▸ **BRANO DI TESTO**:
L’allarme di Habermas

Tratto da Liberal del 14 novembre 2011

di Gabriella Mecucci

Il grande filosofo Jürgen Habermas è uno dei pochi pensatori che continui ad intervenire sulle grandi questioni del nostro tempo. Lo fece nel 2004 nel suo dialogo con Ratzinger quando riconobbe che l’eccesso di secolarizzazione metteva a rischio le nostre società. Tanto da fargli ammettere – a lui non credente – l’utilità della presenza nel discorso pubblico delle religioni. Oggi interviene di nuovo su di un tema particolarmente caldo: il futuro dell’Europa. Due le questioni centrali secondo il filosofo francofortese: più democrazia nelle decisioni e “maggiore omogeneizzazione sociale”.

▸ **COMPITO ASSEGNATO 1**: Nei record, riscrivi le righe dalla riga che contiene "of the mountain" fino alla fine dei record e sostituisci "evaluation set" con "test set", senza cambiare nient'altro.
Il brano e i record sono materiali distinti e indipendenti.

▸ **DATI DELL'ESERCIZIO**:

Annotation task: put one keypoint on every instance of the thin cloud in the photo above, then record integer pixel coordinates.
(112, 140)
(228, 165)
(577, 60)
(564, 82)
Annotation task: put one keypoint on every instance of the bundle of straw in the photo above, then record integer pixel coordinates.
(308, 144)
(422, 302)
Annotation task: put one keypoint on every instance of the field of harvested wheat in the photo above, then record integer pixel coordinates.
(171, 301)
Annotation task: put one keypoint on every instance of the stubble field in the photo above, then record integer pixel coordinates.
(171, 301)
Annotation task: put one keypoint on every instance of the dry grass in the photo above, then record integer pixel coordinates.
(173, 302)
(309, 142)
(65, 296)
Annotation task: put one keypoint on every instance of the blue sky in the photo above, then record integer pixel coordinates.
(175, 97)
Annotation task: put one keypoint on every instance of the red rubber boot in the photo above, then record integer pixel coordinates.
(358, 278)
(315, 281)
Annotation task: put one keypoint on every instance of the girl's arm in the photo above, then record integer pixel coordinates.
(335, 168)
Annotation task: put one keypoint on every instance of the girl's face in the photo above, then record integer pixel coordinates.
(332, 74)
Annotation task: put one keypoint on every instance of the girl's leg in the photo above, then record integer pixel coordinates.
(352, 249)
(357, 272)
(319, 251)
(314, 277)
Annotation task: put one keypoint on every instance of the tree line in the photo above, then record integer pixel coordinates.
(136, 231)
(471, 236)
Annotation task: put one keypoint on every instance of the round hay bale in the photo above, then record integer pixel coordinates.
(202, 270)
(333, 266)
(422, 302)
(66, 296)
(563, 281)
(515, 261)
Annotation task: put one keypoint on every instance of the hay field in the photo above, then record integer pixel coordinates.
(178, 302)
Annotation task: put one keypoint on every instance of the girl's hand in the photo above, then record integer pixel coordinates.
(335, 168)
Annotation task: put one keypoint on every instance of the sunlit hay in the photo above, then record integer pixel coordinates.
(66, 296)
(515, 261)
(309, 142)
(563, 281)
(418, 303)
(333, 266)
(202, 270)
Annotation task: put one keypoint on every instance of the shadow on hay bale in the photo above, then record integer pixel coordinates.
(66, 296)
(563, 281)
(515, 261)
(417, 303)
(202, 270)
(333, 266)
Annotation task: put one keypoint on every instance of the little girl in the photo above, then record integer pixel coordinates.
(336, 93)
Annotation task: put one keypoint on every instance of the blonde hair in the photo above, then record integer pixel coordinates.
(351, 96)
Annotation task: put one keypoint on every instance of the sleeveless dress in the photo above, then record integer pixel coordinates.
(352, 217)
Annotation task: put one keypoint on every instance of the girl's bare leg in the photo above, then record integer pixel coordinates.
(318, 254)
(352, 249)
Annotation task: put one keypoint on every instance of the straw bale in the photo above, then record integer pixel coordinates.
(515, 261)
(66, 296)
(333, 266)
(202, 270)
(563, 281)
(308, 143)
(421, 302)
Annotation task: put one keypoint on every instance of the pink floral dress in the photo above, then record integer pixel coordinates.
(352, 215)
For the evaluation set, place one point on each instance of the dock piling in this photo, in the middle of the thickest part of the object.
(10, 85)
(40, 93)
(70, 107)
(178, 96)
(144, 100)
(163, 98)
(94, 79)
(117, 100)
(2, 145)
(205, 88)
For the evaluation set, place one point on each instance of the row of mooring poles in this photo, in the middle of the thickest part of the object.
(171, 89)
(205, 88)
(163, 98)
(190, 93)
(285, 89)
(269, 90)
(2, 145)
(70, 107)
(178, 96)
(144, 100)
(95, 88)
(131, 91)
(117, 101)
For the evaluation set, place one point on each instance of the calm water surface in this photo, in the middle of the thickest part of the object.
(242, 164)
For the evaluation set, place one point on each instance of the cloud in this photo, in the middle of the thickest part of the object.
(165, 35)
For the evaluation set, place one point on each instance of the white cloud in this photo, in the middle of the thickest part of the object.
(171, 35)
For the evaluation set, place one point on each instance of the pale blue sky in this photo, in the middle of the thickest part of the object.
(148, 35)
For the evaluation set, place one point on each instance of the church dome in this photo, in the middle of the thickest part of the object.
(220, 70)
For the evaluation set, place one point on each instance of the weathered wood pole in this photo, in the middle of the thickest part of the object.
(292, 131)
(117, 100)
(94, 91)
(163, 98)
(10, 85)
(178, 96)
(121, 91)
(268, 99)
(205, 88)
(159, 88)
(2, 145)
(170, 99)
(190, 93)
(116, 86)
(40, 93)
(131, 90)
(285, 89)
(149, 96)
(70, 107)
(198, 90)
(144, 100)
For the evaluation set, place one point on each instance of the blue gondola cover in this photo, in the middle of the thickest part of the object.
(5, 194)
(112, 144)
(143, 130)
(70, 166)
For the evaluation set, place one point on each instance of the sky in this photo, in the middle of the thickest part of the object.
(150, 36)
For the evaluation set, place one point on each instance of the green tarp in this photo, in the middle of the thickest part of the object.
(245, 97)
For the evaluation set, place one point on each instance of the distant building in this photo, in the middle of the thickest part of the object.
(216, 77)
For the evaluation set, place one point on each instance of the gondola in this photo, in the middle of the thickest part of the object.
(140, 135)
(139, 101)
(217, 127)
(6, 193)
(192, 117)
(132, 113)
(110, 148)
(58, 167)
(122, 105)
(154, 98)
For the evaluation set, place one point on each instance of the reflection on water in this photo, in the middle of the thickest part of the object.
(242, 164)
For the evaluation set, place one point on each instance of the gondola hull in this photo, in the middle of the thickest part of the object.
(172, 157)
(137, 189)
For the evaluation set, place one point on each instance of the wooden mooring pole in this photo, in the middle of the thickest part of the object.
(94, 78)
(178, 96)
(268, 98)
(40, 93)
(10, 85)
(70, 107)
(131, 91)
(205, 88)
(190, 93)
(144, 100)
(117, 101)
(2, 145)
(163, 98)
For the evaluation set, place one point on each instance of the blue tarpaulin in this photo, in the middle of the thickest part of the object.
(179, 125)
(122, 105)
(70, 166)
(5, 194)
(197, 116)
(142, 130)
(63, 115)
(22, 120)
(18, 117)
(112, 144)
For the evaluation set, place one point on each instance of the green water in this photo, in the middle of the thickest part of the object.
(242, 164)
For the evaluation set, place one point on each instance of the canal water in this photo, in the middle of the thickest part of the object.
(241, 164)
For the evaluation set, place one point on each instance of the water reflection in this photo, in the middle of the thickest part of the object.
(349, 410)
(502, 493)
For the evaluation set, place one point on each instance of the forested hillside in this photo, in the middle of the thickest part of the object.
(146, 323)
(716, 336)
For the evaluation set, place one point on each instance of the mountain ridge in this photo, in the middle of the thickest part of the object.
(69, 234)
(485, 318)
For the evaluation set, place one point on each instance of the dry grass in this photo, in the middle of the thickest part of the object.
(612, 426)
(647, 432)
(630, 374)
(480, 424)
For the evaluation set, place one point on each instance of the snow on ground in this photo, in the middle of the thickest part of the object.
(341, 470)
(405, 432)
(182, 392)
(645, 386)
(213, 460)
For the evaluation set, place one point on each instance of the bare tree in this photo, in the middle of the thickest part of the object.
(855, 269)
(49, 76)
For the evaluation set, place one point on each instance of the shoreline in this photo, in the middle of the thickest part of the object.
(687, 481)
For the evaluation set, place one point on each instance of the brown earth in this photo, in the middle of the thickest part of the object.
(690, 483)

▸ **COMPITO ASSEGNATO 2**:
Rispondi a queste domande sul brano dedicato a Habermas:
(a) In quale anno si svolse il dialogo di Habermas con Ratzinger?
(b) Da quale testata e da quale numero è tratto l'articolo?
(c) Quali sono, secondo il filosofo, le due questioni centrali per il futuro dell'Europa?

▸ **RISPOSTA COMPLETA 1**:
For the test set, place one point on each instance of the mountain ridge in this photo, in the middle of the thickest part of the object.
(69, 234)
(485, 318)
For the test set, place one point on each instance of the dry grass in this photo, in the middle of the thickest part of the object.
(612, 426)
(647, 432)
(630, 374)
(480, 424)
For the test set, place one point on each instance of the snow on ground in this photo, in the middle of the thickest part of the object.
(341, 470)
(405, 432)
(182, 392)
(645, 386)
(213, 460)
For the test set, place one point on each instance of the bare tree in this photo, in the middle of the thickest part of the object.
(855, 269)
(49, 76)
For the test set, place one point on each instance of the shoreline in this photo, in the middle of the thickest part of the object.
(687, 481)
For the test set, place one point on each instance of the brown earth in this photo, in the middle of the thickest part of the object.
(690, 483)

▸ **RISPOSTA COMPLETA 2**:
(a) Nel 2004.
(b) Da Liberal del 14 novembre 2011.
(c) Più democrazia nelle decisioni e "maggiore omogeneizzazione sociale".